- [Written problem] Present every line of the material below as a numbered list, skipping blank lines. Leave the pictures out.

- [Raw data]
——————————

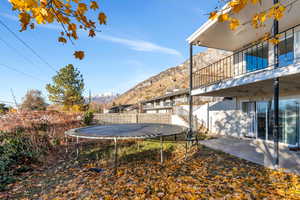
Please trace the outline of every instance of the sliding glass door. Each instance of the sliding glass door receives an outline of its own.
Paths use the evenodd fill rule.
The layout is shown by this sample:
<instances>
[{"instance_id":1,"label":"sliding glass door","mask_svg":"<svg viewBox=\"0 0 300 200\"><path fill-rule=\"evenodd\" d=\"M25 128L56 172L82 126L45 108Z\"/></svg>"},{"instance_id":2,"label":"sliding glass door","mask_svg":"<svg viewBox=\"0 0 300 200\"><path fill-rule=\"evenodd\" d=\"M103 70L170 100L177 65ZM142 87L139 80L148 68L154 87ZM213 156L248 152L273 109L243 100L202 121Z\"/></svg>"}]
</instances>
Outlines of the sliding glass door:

——————————

- [Finished answer]
1. Please trace the outline of every instance of the sliding glass door. Each instance of the sliding glass door receives an outline of its own.
2. Paths use the evenodd fill rule.
3. The layout is shown by this sample:
4. <instances>
5. [{"instance_id":1,"label":"sliding glass door","mask_svg":"<svg viewBox=\"0 0 300 200\"><path fill-rule=\"evenodd\" d=\"M25 128L56 172L82 126L45 108Z\"/></svg>"},{"instance_id":2,"label":"sliding glass door","mask_svg":"<svg viewBox=\"0 0 300 200\"><path fill-rule=\"evenodd\" d=\"M103 70L170 100L177 65ZM142 87L139 80L148 68L154 87ZM213 156L248 152L273 109L243 100L202 121Z\"/></svg>"}]
6. </instances>
7. Outlines of the sliding glass door:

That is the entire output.